**STATED TASK:** Copy out the stretch of the listing from the line containing "point: arched window" through the line containing "Query: arched window", reproducing each line precisely.

--- Start of DATA PROVIDED ---

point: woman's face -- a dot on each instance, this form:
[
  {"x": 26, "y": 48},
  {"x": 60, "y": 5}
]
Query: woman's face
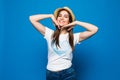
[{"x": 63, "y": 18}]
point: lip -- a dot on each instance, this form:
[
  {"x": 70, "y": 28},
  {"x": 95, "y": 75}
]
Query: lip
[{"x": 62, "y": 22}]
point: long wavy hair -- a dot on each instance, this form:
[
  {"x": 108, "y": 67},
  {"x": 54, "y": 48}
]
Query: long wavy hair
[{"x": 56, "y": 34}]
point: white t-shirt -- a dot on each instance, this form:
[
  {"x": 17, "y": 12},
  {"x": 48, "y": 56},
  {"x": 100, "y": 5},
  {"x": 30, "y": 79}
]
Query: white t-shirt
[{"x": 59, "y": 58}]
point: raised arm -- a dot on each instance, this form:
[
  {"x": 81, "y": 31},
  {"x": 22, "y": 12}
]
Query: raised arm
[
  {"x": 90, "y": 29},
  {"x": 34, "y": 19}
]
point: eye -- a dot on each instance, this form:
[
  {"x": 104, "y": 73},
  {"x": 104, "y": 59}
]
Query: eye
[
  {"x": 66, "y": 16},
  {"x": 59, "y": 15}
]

--- End of DATA PROVIDED ---
--- Start of DATA PROVIDED ---

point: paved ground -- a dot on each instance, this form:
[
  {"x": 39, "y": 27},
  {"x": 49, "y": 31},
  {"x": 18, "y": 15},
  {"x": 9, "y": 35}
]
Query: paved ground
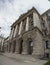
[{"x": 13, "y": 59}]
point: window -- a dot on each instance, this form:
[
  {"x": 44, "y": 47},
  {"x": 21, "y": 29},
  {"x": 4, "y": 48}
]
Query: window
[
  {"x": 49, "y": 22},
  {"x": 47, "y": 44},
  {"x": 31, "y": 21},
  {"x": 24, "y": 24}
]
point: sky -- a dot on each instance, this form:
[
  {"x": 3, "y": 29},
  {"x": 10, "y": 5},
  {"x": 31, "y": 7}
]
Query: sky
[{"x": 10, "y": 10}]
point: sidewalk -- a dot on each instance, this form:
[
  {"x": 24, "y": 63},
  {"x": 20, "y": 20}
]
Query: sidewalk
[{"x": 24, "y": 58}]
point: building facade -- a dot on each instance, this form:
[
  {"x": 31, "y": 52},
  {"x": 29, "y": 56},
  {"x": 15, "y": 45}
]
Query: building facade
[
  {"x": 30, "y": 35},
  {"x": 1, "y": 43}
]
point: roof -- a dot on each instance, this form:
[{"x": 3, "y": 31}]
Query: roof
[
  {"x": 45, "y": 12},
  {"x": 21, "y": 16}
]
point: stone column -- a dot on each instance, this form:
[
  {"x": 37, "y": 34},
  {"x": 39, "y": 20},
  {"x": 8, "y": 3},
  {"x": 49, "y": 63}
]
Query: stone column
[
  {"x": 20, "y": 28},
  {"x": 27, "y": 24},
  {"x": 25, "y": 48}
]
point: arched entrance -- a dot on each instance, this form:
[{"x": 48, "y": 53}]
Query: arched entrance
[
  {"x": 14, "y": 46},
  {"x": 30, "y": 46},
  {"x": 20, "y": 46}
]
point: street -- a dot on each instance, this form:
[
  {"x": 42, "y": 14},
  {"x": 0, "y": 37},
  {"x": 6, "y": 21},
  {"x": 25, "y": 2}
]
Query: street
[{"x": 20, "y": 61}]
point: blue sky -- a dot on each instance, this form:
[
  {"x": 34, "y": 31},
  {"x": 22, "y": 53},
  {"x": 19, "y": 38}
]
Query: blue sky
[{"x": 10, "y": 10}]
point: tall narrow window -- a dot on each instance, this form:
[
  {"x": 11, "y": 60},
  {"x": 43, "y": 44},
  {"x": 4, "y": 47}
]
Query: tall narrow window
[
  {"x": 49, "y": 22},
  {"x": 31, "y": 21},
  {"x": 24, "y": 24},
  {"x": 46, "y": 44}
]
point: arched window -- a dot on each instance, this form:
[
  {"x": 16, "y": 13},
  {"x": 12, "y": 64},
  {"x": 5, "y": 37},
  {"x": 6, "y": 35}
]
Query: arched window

--- End of DATA PROVIDED ---

**COMPLETE ANSWER:**
point: arched window -- a dot on each instance, this form:
[
  {"x": 16, "y": 13},
  {"x": 12, "y": 64},
  {"x": 5, "y": 37},
  {"x": 6, "y": 35}
]
Query: arched window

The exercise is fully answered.